- GOAL: Put each line of all the rows below into a numbered list, omitting any blank lines.
───── DATASET RECORDS
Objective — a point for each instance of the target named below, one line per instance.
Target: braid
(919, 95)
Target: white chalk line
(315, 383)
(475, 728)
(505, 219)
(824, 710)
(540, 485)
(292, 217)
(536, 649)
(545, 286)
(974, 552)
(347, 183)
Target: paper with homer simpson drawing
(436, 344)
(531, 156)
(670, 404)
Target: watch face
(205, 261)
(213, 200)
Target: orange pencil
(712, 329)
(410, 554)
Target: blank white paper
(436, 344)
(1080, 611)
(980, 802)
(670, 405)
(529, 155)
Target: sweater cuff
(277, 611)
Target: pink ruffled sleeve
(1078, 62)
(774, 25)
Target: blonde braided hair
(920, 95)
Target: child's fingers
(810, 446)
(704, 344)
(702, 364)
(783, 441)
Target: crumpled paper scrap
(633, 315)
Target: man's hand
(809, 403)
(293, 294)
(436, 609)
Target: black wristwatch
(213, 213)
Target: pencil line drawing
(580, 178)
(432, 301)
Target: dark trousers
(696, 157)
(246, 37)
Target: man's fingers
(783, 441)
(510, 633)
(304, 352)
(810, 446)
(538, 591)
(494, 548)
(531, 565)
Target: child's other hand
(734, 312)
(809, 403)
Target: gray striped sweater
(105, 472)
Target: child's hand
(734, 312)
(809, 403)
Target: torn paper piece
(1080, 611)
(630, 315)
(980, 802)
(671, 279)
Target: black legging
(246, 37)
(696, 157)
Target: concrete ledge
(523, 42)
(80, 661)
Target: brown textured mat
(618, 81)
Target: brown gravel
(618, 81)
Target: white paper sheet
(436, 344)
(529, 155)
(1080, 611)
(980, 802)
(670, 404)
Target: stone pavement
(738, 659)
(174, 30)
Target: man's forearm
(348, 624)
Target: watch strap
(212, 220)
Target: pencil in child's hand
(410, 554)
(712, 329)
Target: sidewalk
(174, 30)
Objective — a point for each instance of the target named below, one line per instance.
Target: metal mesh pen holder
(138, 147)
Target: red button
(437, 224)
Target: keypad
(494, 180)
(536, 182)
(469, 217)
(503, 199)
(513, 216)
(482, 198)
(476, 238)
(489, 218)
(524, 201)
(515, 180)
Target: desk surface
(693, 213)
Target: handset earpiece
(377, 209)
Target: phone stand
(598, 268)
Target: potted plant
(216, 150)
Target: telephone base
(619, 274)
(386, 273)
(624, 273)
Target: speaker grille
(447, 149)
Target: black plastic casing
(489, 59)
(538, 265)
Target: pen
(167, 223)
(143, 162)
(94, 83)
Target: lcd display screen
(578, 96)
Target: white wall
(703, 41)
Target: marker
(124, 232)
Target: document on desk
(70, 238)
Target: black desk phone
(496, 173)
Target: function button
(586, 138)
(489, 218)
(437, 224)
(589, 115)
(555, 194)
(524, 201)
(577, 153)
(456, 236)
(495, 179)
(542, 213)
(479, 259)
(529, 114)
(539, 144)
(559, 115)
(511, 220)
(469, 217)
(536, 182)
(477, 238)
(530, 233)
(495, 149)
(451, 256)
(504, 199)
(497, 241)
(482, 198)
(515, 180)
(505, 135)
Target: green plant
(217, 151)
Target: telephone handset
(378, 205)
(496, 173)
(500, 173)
──────────
- RESPONSE TO THIS EXERCISE:
1. Objective — a point for each instance of the target named below, one line per instance.
2. Target: braid
3. (919, 95)
4. Target: white chalk line
5. (315, 383)
6. (475, 728)
7. (505, 219)
8. (824, 710)
9. (540, 485)
10. (292, 217)
11. (536, 649)
12. (545, 286)
13. (974, 552)
14. (347, 183)
15. Target: paper with homer simpson drawing
16. (436, 344)
17. (531, 156)
18. (670, 404)
19. Target: watch face
20. (205, 261)
21. (213, 200)
22. Target: orange pencil
23. (712, 329)
24. (410, 554)
25. Target: blank white paper
26. (436, 344)
27. (1080, 611)
28. (980, 802)
29. (670, 405)
30. (529, 155)
31. Target: sweater cuff
32. (277, 611)
33. Target: pink ruffled sleeve
34. (1078, 62)
35. (774, 25)
36. Target: blonde braided hair
37. (920, 95)
38. Target: child's fingers
39. (810, 446)
40. (704, 344)
41. (702, 364)
42. (783, 441)
43. Target: crumpled paper scrap
44. (633, 315)
45. Target: man's hand
46. (809, 403)
47. (293, 294)
48. (436, 609)
49. Target: black wristwatch
50. (213, 213)
51. Target: pencil line drawing
52. (580, 178)
53. (432, 301)
54. Target: dark trousers
55. (696, 157)
56. (246, 37)
57. Target: man's fingers
58. (783, 441)
59. (510, 633)
60. (304, 352)
61. (810, 446)
62. (538, 591)
63. (494, 548)
64. (531, 565)
65. Target: child's other hand
66. (734, 312)
67. (809, 403)
68. Target: gray striped sweater
69. (105, 472)
70. Target: child's hand
71. (734, 312)
72. (809, 403)
73. Target: torn paper piece
74. (1080, 611)
75. (630, 315)
76. (980, 802)
77. (671, 279)
78. Target: black legging
79. (246, 37)
80. (696, 157)
81. Target: concrete ledge
82. (523, 42)
83. (80, 661)
84. Target: brown textured mat
85. (618, 81)
86. Target: brown gravel
87. (618, 81)
88. Target: white paper sheet
89. (436, 344)
90. (529, 155)
91. (1080, 611)
92. (980, 802)
93. (670, 404)
94. Target: stone pavement
95. (738, 659)
96. (174, 30)
97. Target: man's forearm
98. (348, 624)
99. Target: watch strap
100. (212, 220)
101. Target: pencil in child's hand
102. (410, 554)
103. (712, 329)
104. Target: sidewalk
105. (174, 30)
106. Objective — a point for each instance of the target named below, one line per instance.
107. Target: metal mesh pen holder
108. (138, 147)
109. Target: red button
110. (437, 224)
111. Target: keypad
112. (494, 180)
113. (536, 182)
114. (469, 217)
115. (503, 199)
116. (513, 216)
117. (482, 198)
118. (476, 238)
119. (489, 218)
120. (524, 201)
121. (515, 180)
122. Target: desk surface
123. (693, 213)
124. Target: handset earpiece
125. (377, 209)
126. Target: phone stand
127. (598, 268)
128. Target: potted plant
129. (216, 150)
130. Target: telephone base
131. (619, 274)
132. (386, 273)
133. (624, 273)
134. Target: speaker grille
135. (447, 149)
136. Target: black plastic casing
137. (489, 59)
138. (538, 265)
139. Target: pen
140. (167, 223)
141. (143, 162)
142. (94, 83)
143. Target: lcd display screen
144. (578, 96)
145. Target: white wall
146. (703, 41)
147. Target: marker
148. (124, 232)
149. Target: document on desk
150. (70, 238)
151. Target: black desk phone
152. (496, 173)
153. Target: function button
154. (586, 138)
155. (489, 218)
156. (437, 224)
157. (589, 115)
158. (555, 194)
159. (524, 201)
160. (577, 153)
161. (456, 236)
162. (495, 179)
163. (542, 213)
164. (479, 259)
165. (529, 114)
166. (539, 144)
167. (559, 115)
168. (511, 220)
169. (469, 217)
170. (536, 182)
171. (477, 238)
172. (530, 233)
173. (495, 149)
174. (451, 256)
175. (504, 199)
176. (497, 241)
177. (482, 198)
178. (515, 180)
179. (505, 135)
180. Target: green plant
181. (217, 151)
182. Target: telephone handset
183. (378, 205)
184. (496, 173)
185. (500, 173)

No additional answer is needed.